◆ **Dataset extract**:

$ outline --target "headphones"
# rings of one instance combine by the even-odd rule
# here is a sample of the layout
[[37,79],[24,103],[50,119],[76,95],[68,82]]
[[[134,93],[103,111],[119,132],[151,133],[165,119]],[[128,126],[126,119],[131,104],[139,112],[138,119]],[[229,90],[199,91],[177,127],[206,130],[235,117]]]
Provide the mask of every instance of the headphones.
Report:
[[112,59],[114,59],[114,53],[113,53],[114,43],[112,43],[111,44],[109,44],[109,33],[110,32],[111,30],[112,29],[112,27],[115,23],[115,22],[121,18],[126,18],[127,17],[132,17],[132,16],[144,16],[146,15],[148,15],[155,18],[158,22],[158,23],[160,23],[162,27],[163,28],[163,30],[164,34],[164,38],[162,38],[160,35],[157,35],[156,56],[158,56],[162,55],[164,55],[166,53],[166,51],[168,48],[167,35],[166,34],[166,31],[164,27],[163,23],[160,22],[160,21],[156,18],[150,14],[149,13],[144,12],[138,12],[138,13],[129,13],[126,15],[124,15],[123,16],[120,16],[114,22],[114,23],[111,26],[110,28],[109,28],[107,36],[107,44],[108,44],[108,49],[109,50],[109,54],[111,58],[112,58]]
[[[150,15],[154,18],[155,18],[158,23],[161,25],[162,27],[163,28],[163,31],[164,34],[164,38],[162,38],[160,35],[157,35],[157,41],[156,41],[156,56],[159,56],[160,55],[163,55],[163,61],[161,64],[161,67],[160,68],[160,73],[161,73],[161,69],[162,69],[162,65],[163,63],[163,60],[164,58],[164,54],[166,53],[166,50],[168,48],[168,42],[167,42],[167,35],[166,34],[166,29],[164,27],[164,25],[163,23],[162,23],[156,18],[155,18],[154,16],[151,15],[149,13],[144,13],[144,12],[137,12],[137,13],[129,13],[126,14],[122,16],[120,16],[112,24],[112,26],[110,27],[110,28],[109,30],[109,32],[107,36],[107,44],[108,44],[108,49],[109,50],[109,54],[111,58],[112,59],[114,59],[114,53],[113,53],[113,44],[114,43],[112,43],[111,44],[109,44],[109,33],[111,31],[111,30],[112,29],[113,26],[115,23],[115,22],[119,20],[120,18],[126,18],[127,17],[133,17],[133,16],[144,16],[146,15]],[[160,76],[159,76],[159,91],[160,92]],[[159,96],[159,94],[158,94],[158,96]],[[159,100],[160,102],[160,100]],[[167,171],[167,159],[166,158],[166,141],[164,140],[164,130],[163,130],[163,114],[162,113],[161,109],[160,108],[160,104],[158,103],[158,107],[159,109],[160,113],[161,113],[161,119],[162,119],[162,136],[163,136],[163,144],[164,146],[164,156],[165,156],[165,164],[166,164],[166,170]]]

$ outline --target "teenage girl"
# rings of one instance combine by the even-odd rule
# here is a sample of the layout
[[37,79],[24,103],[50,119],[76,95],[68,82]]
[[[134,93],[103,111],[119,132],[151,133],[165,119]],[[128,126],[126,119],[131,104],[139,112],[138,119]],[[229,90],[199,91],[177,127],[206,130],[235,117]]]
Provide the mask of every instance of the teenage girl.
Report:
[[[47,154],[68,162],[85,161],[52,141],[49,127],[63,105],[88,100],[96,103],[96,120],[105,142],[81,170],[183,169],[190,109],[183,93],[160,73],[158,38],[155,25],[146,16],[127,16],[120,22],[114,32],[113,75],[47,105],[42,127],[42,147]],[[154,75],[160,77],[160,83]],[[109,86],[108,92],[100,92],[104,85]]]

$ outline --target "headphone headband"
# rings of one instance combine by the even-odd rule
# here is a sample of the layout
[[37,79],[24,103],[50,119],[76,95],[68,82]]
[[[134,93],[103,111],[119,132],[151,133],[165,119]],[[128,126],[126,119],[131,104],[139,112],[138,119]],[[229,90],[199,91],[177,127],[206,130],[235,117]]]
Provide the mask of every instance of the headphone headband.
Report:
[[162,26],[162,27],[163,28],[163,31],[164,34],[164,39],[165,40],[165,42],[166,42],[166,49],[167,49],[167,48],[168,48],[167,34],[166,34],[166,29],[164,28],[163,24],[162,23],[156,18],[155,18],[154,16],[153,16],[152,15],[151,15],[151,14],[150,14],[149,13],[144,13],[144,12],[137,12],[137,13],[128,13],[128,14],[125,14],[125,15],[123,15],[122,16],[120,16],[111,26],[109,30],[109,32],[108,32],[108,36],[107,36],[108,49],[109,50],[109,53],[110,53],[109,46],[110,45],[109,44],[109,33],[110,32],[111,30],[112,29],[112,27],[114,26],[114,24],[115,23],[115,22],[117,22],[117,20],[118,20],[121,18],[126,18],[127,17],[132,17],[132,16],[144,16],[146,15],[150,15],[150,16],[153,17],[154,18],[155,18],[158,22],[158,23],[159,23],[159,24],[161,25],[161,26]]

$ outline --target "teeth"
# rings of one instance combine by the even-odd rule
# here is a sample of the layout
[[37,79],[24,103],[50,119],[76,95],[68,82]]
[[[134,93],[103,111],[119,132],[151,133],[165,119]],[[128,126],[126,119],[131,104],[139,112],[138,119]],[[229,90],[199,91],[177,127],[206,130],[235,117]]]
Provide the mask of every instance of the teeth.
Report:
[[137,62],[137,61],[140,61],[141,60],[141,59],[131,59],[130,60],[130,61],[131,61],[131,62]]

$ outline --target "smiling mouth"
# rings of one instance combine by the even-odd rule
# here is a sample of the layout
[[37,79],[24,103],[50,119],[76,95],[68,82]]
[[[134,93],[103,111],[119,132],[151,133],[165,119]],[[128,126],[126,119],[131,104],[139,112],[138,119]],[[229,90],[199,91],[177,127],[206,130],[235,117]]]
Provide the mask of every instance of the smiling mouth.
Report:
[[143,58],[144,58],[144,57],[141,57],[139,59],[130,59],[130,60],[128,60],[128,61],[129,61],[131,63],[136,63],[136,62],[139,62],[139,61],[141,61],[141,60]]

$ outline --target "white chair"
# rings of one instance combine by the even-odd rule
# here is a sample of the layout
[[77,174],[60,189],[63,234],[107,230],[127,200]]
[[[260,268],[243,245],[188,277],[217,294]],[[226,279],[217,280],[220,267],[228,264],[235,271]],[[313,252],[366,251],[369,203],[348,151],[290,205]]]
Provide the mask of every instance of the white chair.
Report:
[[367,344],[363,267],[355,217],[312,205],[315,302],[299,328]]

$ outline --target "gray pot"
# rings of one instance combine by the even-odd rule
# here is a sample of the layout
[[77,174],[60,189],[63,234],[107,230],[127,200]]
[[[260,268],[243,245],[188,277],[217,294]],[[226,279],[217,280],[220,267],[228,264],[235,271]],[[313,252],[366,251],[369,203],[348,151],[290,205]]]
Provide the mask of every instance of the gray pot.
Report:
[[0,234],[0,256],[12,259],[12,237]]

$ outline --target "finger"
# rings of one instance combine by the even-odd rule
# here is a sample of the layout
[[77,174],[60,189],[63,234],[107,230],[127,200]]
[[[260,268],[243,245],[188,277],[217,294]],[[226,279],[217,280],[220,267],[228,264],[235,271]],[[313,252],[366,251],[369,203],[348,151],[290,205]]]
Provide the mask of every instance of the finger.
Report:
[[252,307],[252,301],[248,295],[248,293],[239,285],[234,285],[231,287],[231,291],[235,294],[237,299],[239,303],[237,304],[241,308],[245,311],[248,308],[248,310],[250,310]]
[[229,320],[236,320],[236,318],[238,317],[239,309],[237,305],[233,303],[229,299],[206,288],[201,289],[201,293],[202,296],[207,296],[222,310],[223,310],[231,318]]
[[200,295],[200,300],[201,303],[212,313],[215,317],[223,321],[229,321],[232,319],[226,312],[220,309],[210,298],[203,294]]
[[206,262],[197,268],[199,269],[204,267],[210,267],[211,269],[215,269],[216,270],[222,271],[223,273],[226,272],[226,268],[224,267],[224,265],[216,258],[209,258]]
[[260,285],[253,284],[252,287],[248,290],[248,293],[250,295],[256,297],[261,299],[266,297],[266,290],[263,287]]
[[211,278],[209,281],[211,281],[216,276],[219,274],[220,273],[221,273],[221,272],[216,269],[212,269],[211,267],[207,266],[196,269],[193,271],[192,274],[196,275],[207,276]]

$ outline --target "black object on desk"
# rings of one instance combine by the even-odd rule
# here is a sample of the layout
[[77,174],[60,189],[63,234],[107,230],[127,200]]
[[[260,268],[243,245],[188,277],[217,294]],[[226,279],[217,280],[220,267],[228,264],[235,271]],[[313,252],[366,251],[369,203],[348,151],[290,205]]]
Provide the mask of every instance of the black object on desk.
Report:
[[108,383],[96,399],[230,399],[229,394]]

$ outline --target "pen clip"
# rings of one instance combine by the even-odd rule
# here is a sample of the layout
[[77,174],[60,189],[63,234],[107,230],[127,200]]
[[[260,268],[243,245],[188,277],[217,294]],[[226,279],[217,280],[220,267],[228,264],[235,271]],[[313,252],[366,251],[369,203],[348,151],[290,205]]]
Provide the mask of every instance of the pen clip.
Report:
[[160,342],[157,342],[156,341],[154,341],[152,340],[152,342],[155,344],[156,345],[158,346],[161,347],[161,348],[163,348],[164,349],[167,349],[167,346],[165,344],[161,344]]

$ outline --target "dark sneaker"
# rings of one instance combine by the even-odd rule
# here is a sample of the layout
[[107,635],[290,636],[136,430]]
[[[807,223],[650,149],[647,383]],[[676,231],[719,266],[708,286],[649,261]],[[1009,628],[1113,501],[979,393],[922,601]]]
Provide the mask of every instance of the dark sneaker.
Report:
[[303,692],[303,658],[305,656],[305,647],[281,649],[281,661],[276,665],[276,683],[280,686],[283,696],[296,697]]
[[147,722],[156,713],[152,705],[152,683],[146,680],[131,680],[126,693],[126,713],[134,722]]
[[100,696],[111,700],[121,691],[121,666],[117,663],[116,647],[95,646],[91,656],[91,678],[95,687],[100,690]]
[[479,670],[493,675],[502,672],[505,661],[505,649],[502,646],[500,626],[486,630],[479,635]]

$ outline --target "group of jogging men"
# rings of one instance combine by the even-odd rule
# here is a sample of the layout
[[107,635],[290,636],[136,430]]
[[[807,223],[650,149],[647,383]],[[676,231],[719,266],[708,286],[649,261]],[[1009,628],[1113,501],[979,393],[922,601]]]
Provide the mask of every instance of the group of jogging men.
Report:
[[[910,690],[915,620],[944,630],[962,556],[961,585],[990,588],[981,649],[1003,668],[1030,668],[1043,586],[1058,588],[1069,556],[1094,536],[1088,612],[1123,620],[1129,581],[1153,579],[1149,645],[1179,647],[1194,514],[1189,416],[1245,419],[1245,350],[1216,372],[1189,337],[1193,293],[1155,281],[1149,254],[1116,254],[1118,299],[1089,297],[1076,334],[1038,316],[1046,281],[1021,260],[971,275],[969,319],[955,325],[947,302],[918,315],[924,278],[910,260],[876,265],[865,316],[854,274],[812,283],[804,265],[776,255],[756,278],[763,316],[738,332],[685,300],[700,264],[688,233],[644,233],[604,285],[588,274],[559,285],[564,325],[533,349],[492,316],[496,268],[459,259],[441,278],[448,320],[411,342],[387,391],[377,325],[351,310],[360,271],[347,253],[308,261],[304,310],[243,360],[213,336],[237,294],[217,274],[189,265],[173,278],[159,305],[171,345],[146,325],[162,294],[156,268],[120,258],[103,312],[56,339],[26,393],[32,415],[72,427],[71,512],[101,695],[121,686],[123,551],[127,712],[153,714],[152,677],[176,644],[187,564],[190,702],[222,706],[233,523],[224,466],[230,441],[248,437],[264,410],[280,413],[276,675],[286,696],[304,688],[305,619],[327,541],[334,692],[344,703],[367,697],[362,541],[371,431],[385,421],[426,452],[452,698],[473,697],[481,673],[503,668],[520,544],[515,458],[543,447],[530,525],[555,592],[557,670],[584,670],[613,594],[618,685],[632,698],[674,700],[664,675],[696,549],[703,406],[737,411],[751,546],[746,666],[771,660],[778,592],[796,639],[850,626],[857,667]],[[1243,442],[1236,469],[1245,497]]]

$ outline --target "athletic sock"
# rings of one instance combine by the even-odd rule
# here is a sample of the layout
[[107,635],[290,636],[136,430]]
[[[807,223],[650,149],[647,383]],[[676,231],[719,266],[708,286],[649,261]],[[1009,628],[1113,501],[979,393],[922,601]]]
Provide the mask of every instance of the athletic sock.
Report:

◆ **What the task requires**:
Extract every line of the items above that contains the word "finger", matching case exactly.

◆ **Final result**:
$ outline --target "finger"
Provide the mask of every instance of the finger.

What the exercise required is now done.